- YOUR TASKS:
1. In the Go range article, what does FindBestSolution return when no Solution meets the criteria?
2. Carry the Go range article forward from its final line.

- SELECTED EXTRACT:

Archive

Archive for February, 2014

Go gotcha #0: Why taking the address of an iterated variable is wrong

February 25, 2014 6 comments

Golang mascot
Go mascot – by Renée French under Creative Commons Attribution-Share Alike 3.0 Unported from http://en.wikipedia.org/wiki/File:Golang.png

Disclaimer: Go is open source and developed by many Google employees. I work for Google, but the opinions expressed here are my own and do not necessarily represent that of Google.

Go is my new favorite programming language. It’s compact, garbage collected, terse, and very easy to read. There are some things that trip me up even now after I’ve been using it for awhile. Today I’m going to discuss the range construct and how it has a surprising feature that might violate your assumptions.

Range

First, the range keyword is a way to iterate through the various builtin data structures in Go. For instance,

a := map[string]int {
    "hello": 1,
    "world": 2,
}
// 2 element range gets key and value
for key, value := range a {
    fmt.Printf("key %s value %d\n", key, value)
}
// 1 element is just the key
for key := range a {
    fmt.Printf("key %s\n", key)
}

// Works for slices (think of them as vectors/lists) too
b := []string {"hello", "world"}
// 2 element range gets the index as well as the entry
for i, s := range b {
    fmt.Printf("entry %d: %s\n", i, s)
}
// 1 element gets just the index (notice the pattern?)
for i := range b {
    fmt.Printf("entry %d\n", i)
}

This outputs

key hello value 1
key world value 2
key hello
key world
entry 0: hello
entry 1: world
entry 0
entry 1

Try this code in the Go Playground

Solution search – pointers

Imagine the case where we have a struct as follows

type Solution struct {
    Name string
    Cost int
    Complete bool
}

Say that we’re doing some sort of optimization where we’re looking for the minimum cost solution that meets some criteria; for simplicity’s sake, I’ve put that as the ‘complete’ bool. It’s possible that no such Solution matches, in which case we return a nil solution.

A reasonable implementation would be as follows

func FindBestSolution(solutions []Solution) *Solution {
    var best *Solution
    for _, solution := range solutions {
        if solution.Complete {
            if best == nil || solution.Cost < best.Cost {
                best = &solution
            }
        }
    }
    return best
}

Do you see the bug? Don’t worry if you don’t – I’ve made this mistake a few times now.

- STORED DATA:
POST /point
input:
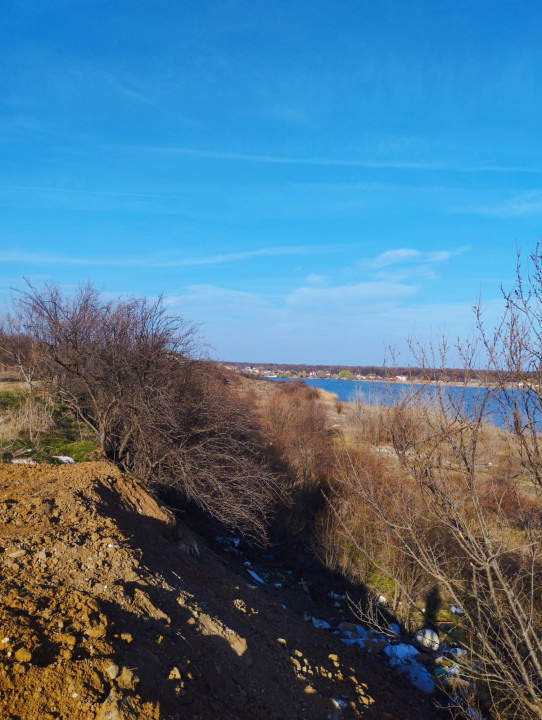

- IN RESPONSE:
1. A nil solution.

2.
Let’s add some tests to find the problem. This is an example of a table driven test, where the test cases are given as a slice of struct literals. This makes it very easy to add new test cases.

func TestFindBestSolution(t *testing.T) {
    tests := []struct {
        name      string
        solutions []Solution
        want      *Solution
    }{
        {
            name:      "Nil list",
            solutions: nil,
            want:      nil,
        },
        {
            name: "No complete solution",
            solutions: []Solution{
                {
                    Name:     "Foo",
                    Cost:     25,
                    Complete: false,
                },
            },
            want: nil,
        },
        {
            name: "Sole solution",
            solutions: []Solution{
                {
                    Name:     "Bar",
                    Cost:     12,
                    Complete: true,
                },
            },
            want: &Solution{
                Name:     "Bar",
                Cost:     12,
                Complete: true,
            },
        },
        {
            name: "Multiple complete solution",
            solutions: []Solution{
                {
                    Name:     "Foo",
                    Cost:     25,
                    Complete: false,
                },
                {
                    Name:     "Bar",
                    Cost:     12,
                    Complete: true,
                },
                {
                    Name:     "Baz",
                    Cost:     25,
                    Complete: true,
                },
            },
            want: &Solution{
                Name:     "Bar",
                Cost:     12,
                Complete: true,
            },
        },
    }
    for _, test := range tests {
        got := FindBestSolution(test.solutions)
        if got == nil && test.want != nil {
            t.Errorf("FindBestSolution(%q): got nil wanted %v", test.name, *test.want)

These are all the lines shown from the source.